Document excerpt:
━━━━━━━━━━
On May 19, a group of seven men entered a cave in the Xaisomboun province of central Laos, hunting for gold deposits in the rocky underground terrain. Heavy monsoon rains struck while they were inside. The exit flooded. The men were sealed in.

What followed became one of the most watched rescue operations since the 2018 Thai cave rescue, and it is not over yet.

The rescue team had hoped to be able to pump the water out of the cave, but five days of those efforts had not succeeded. The scuba option became the last resort. Finnish cave diver Mikko Paasi told CBS News the decision came with significant risk for both the miners and the divers. The waters inside are murky, filled with dead ends and knife-sharp rocks. Panic in that environment could be fatal.

Paasi and his fellow divers essentially sandwiched the first miner between them to lead him through the partially submerged cave. He described it as a “trust-me dive”, conditions that challenge world-class divers, with no time for detailed training. “It’s not a nice place to dive,” Paasi said. The first man emerged alive on Friday after a two-hour operation in near-total darkness.

Saturday brought a development nobody had predicted. As divers prepared to go back in and retrieve the remaining four men, the situation resolved itself. “I was literally about to head into the cave myself when all of a sudden we heard all these cheers and spun around, and four very muddy miners just suddenly emerged out of the cave on their own,” Australian cave diver Josh Richards told ABC News. The sustained pumping effort had finally lowered the water level enough for the men to crawl out unaided.

Social media video showed them hugging each other and crying on land as medical teams rushed in to assess their condition. Five of the seven are now safe. Two remain missing deep inside the cave system.

As of Sunday morning, heavy rains have refilled the cave to the second chamber, preventing divers from re-entering until pumps can lower the water again. Paasi told the Associated Press that the five survivors reported a narrow crack in the fifth chamber, the deepest point rescuers have reached, that may lead to a sixth chamber. “This was the only place that we haven’t checked in the mine,” he said. “It gives us hope.”

With two men still unaccounted for and rains complicating every hour of the search, the race is not over.
━━━━━━━━━━
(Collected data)
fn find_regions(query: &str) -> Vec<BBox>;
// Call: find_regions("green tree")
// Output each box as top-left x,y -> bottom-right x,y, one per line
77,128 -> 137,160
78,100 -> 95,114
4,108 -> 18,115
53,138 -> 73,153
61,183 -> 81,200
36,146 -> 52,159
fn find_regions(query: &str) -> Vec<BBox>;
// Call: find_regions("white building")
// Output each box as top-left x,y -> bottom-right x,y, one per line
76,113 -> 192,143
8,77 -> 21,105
━━━━━━━━━━
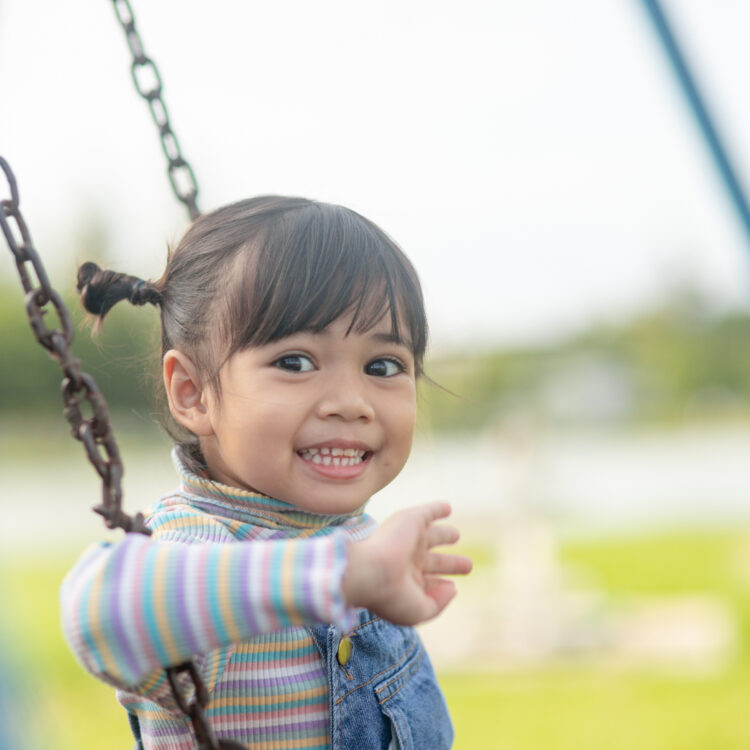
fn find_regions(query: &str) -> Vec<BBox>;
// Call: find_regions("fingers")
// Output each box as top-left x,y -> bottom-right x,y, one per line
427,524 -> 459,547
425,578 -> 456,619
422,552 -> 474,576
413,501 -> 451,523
━━━━━━━━━━
Problems to solve:
**a.** List every news organization that the Laos cave rescue article names as a source of quotes.
**b.** From the Laos cave rescue article, extract the passage from "On May 19, a" to "were sealed in.".
These items were gathered from a separate source.

Task results:
**a.** CBS News, ABC News, Associated Press

**b.**
On May 19, a group of seven men entered a cave in the Xaisomboun province of central Laos, hunting for gold deposits in the rocky underground terrain. Heavy monsoon rains struck while they were inside. The exit flooded. The men were sealed in.